■ **ACTIVITY**: For every line in the records below that holds "wisp", make a copy.

Data records
- - - -
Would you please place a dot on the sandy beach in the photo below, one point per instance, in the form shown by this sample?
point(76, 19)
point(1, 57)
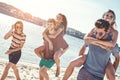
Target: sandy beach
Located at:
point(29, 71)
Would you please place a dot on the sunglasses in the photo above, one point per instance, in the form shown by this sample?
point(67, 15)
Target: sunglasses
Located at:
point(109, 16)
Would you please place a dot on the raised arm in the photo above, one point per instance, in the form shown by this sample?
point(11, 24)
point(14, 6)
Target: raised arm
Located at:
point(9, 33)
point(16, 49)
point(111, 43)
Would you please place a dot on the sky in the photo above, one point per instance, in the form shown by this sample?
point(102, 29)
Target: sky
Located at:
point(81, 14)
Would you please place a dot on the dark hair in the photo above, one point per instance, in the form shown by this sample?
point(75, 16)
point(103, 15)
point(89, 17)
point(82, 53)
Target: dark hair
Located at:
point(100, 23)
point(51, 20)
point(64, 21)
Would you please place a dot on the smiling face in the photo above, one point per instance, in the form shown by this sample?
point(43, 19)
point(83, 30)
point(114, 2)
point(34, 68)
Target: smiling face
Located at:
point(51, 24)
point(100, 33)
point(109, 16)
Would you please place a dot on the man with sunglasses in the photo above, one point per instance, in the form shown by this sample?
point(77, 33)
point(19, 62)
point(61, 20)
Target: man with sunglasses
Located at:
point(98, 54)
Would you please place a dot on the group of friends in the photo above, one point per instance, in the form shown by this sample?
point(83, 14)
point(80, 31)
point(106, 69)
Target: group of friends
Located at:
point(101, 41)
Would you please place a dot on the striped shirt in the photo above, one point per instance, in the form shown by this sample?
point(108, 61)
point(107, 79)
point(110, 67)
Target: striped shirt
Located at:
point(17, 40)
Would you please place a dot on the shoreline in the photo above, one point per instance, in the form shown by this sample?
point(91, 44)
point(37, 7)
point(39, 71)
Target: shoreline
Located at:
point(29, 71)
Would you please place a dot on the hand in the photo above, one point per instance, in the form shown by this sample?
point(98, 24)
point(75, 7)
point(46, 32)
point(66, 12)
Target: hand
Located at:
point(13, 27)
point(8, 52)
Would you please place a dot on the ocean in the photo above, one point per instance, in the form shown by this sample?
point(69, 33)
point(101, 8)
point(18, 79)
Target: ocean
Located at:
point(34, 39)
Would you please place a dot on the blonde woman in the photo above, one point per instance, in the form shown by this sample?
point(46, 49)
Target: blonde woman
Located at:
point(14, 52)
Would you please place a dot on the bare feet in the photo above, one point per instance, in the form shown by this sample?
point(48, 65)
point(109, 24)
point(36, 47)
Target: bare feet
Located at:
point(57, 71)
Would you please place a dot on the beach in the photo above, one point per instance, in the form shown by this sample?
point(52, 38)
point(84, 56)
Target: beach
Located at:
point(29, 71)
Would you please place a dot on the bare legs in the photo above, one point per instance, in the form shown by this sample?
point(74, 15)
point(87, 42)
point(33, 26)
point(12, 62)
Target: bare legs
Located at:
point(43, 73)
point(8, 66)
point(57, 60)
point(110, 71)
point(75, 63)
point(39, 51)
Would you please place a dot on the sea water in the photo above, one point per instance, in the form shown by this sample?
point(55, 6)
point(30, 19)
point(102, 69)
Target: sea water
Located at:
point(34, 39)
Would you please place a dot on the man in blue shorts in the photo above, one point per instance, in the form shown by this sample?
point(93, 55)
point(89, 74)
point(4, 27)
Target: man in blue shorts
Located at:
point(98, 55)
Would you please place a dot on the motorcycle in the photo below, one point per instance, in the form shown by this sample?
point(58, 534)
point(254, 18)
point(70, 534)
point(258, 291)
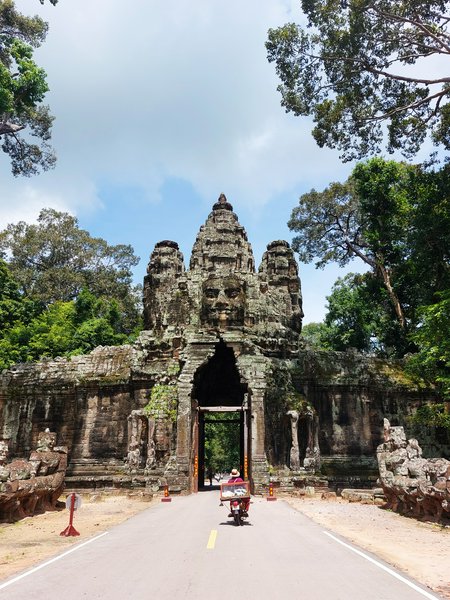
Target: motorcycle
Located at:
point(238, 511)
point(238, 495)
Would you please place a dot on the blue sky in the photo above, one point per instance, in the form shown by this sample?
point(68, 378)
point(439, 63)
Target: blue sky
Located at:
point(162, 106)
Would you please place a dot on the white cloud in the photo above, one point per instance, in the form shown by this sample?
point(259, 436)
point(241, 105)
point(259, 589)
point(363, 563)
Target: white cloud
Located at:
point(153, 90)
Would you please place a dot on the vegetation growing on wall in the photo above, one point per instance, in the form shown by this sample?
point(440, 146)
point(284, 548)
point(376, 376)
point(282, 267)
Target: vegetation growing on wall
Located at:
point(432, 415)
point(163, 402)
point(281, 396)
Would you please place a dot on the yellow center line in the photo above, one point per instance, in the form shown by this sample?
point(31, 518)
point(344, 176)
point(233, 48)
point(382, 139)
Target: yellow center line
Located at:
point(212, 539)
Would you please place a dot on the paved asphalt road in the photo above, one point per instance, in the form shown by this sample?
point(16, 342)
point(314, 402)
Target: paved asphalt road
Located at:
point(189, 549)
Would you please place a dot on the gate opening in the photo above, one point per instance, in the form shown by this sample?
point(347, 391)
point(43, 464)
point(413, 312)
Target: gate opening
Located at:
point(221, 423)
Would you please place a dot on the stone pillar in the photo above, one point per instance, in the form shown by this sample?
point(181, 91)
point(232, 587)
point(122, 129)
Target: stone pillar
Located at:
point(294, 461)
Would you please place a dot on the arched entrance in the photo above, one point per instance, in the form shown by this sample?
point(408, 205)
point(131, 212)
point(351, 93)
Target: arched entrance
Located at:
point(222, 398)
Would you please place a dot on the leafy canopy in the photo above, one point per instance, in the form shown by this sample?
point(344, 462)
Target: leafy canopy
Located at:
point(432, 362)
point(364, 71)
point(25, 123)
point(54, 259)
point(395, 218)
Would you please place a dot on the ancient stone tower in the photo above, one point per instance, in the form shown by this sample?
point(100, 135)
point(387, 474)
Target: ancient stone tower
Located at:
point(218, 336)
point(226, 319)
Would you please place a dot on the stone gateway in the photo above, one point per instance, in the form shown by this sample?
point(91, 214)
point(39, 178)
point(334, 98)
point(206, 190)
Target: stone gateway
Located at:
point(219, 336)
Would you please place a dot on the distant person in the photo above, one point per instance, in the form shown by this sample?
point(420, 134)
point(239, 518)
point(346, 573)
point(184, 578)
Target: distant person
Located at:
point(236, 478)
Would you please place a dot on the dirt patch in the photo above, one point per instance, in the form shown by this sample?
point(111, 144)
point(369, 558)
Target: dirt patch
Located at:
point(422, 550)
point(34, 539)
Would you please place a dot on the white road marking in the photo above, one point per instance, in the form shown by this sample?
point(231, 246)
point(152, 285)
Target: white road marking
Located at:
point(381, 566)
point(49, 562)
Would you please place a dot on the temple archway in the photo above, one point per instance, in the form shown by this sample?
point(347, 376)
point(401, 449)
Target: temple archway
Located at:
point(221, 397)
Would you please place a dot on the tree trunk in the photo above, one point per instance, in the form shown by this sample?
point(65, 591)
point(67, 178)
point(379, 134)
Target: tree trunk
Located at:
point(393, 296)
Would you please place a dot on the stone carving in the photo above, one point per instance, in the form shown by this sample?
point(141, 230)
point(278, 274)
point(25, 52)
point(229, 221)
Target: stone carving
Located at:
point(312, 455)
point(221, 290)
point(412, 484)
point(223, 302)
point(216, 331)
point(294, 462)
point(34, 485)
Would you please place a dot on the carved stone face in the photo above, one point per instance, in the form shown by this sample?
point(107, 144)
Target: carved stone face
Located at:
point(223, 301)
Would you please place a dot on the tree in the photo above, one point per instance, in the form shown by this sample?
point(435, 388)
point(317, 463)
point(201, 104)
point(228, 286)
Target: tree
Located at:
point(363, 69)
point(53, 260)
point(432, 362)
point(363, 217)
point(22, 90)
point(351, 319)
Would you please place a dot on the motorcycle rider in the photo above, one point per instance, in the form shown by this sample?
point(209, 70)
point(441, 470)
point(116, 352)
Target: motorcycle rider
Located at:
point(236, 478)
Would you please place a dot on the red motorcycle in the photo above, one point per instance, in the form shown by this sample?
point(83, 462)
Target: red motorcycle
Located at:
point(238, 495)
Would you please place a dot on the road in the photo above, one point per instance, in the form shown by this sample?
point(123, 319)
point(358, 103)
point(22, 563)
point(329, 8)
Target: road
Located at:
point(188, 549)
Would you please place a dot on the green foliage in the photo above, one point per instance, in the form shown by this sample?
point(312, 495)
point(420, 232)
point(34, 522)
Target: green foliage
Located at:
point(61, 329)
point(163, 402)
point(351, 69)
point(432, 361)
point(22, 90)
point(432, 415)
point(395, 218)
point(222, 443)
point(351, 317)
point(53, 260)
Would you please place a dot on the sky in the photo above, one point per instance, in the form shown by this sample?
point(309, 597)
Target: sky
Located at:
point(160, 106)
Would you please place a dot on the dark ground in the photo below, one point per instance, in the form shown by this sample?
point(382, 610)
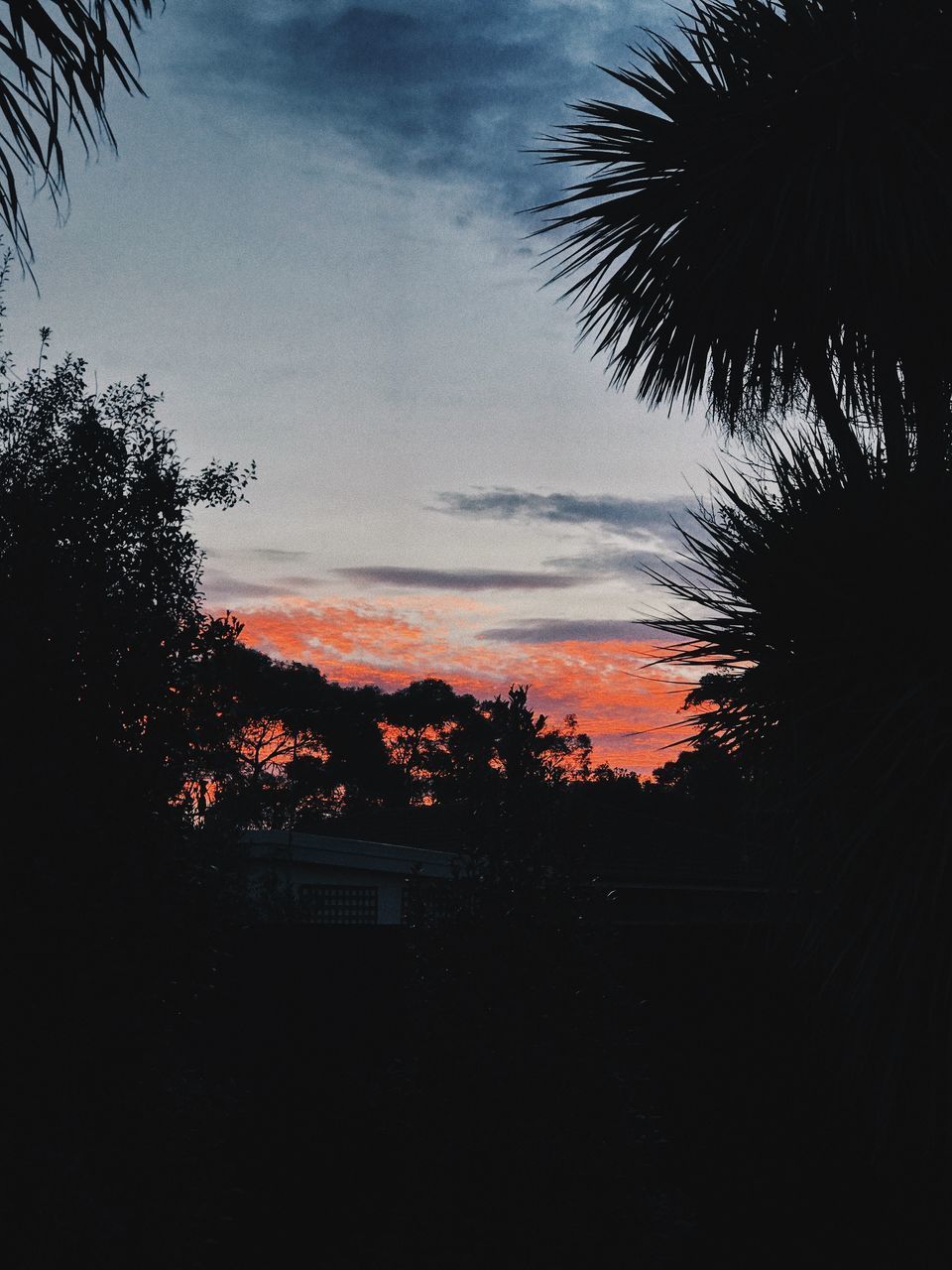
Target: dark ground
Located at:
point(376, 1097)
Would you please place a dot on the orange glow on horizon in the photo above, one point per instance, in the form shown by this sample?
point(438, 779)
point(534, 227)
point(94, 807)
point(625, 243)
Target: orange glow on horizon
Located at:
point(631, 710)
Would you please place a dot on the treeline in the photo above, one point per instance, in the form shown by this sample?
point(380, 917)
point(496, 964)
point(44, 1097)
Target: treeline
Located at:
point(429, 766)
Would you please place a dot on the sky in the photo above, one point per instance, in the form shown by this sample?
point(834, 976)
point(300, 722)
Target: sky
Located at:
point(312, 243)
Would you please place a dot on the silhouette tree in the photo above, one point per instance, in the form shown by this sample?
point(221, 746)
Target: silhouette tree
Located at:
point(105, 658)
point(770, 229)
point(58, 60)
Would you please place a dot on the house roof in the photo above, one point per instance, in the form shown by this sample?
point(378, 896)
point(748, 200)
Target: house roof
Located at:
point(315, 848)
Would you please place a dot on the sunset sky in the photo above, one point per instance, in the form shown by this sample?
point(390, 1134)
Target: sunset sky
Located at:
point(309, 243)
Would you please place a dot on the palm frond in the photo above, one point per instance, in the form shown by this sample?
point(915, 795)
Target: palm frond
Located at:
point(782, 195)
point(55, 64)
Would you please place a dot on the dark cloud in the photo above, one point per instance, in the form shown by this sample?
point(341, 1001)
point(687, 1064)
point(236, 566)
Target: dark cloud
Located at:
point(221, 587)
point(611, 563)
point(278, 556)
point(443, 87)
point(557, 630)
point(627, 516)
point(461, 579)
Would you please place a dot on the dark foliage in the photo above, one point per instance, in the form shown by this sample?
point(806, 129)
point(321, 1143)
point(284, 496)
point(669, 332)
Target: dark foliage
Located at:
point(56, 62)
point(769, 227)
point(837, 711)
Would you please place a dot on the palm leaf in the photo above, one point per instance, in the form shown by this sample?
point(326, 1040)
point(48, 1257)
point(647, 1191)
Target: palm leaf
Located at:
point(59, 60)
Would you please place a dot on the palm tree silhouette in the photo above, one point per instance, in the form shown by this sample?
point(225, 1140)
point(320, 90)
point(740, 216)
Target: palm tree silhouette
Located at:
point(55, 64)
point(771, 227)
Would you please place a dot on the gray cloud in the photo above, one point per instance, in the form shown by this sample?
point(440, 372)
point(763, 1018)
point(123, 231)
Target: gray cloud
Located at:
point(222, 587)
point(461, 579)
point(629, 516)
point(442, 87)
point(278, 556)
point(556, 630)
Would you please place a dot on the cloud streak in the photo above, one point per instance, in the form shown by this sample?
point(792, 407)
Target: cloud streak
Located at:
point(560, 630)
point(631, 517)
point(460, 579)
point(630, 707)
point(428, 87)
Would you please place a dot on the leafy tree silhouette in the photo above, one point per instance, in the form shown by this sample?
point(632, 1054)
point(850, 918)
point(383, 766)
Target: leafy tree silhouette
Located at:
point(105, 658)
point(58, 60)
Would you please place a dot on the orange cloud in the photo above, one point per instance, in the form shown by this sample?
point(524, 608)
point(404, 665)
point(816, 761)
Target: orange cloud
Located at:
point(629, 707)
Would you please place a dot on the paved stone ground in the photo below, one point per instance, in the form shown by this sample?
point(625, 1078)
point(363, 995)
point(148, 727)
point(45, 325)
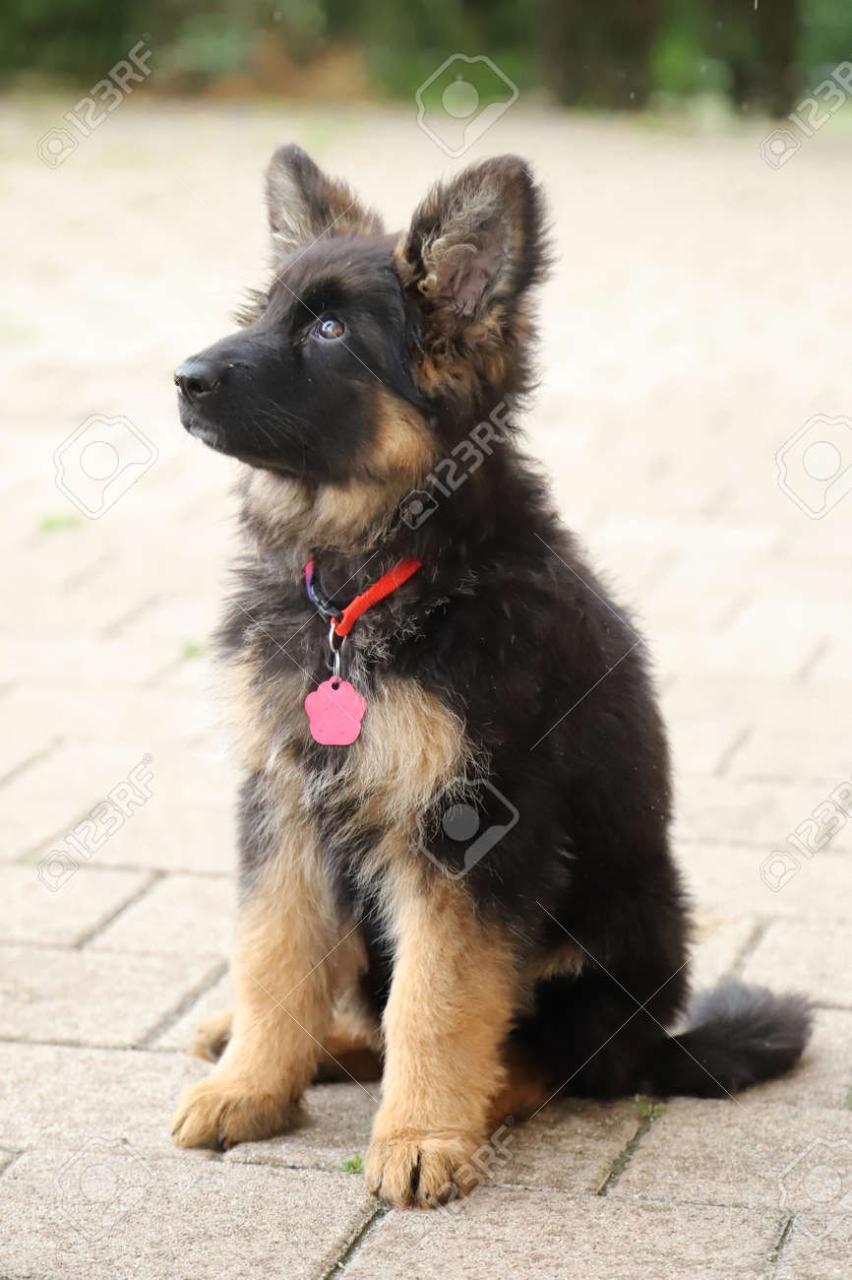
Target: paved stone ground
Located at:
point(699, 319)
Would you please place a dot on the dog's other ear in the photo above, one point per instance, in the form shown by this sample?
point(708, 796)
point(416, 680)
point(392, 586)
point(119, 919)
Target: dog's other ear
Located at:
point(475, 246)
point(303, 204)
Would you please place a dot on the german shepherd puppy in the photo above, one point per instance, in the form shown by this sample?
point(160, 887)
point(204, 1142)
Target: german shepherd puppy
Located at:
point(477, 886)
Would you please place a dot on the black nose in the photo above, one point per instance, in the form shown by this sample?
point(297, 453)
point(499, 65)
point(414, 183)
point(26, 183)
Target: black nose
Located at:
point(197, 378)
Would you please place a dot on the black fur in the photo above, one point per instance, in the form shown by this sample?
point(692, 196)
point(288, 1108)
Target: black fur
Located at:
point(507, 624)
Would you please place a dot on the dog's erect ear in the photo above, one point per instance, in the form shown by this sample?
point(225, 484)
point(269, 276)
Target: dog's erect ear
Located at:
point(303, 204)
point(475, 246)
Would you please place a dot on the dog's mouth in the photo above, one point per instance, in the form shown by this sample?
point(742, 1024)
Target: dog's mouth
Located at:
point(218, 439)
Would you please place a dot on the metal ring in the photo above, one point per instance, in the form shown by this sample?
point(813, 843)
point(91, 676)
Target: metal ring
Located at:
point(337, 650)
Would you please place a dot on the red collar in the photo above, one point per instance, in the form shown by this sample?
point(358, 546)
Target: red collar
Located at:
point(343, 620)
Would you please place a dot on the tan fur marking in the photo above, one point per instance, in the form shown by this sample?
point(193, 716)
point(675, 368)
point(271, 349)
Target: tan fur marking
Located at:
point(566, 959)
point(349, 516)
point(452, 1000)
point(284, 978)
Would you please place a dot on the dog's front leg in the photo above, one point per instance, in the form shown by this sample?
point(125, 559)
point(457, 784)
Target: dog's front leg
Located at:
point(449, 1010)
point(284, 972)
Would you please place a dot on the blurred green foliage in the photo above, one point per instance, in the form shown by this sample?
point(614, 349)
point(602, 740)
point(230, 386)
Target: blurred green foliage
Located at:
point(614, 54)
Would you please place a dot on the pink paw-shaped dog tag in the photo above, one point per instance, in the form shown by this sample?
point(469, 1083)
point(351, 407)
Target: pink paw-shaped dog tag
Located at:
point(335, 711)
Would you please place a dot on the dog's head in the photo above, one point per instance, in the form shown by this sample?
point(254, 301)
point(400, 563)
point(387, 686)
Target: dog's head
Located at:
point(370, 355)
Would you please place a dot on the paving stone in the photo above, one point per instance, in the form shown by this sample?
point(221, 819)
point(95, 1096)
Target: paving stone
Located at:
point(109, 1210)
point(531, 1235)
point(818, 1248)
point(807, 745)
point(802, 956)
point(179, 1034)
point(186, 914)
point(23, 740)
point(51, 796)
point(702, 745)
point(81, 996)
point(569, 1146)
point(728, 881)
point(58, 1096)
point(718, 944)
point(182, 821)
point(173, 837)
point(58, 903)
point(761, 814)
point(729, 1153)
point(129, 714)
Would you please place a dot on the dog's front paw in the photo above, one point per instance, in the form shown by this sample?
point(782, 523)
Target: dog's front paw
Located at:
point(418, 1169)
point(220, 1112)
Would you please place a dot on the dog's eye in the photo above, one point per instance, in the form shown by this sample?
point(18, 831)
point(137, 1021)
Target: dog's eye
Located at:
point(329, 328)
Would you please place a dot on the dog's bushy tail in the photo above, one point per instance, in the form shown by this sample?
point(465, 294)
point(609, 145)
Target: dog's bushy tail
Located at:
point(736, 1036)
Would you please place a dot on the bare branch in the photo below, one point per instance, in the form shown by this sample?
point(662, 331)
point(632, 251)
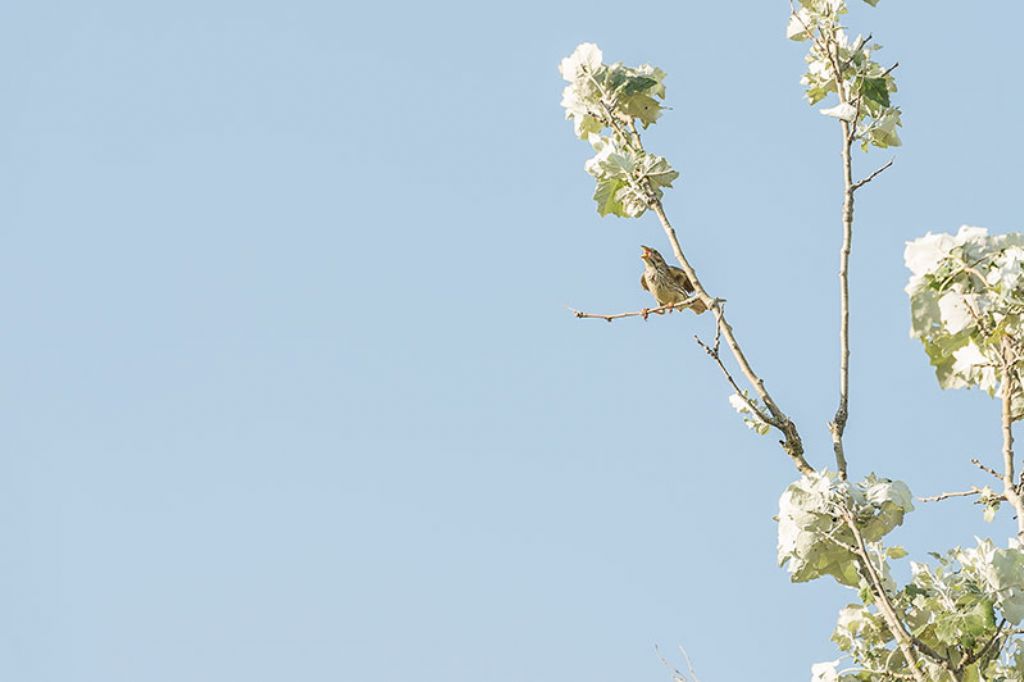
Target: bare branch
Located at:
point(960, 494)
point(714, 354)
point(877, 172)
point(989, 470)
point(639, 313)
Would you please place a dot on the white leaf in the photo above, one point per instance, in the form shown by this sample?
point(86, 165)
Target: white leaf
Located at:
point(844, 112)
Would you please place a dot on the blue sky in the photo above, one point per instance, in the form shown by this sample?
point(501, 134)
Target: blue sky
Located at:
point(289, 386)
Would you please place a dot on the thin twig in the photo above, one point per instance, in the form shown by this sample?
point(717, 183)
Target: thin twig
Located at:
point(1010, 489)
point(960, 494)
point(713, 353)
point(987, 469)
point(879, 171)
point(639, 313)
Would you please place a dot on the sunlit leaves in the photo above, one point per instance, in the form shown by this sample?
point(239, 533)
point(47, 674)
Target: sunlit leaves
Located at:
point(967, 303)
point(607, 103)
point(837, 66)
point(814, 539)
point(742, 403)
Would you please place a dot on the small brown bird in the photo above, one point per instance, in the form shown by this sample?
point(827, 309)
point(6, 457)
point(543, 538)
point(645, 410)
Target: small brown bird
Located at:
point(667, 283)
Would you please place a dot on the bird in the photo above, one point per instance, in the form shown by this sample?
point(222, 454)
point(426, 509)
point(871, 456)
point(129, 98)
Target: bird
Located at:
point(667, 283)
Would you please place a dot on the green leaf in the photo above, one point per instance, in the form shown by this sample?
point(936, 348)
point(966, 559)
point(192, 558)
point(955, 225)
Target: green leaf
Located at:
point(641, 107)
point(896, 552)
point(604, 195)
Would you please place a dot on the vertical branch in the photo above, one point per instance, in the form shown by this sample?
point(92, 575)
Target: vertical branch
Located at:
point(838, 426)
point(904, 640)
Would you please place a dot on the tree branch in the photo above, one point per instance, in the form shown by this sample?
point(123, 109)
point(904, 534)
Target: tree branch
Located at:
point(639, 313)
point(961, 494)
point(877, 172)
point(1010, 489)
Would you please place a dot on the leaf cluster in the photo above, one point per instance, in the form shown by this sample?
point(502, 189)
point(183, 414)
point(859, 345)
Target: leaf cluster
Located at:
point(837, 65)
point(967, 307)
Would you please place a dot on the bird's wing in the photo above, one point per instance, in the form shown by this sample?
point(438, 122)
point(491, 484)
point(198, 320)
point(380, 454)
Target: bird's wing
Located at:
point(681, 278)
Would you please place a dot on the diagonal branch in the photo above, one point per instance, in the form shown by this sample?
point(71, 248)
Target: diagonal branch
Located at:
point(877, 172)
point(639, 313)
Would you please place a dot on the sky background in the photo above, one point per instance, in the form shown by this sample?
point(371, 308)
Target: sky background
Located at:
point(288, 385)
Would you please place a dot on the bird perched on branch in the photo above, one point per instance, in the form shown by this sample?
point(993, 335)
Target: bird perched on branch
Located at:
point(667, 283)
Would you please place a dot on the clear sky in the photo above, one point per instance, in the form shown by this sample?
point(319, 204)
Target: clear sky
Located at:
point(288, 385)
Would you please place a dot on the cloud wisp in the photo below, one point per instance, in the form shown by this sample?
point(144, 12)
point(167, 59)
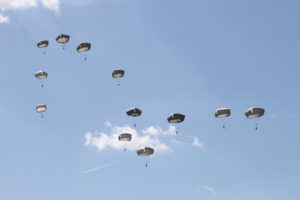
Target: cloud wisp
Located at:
- - - -
■ **EXPECTED OUTPUT**:
Would you please place a dot on the cloud wisp in the photo below, one point per instance, in the form shown by this sample?
Target: cloud wisp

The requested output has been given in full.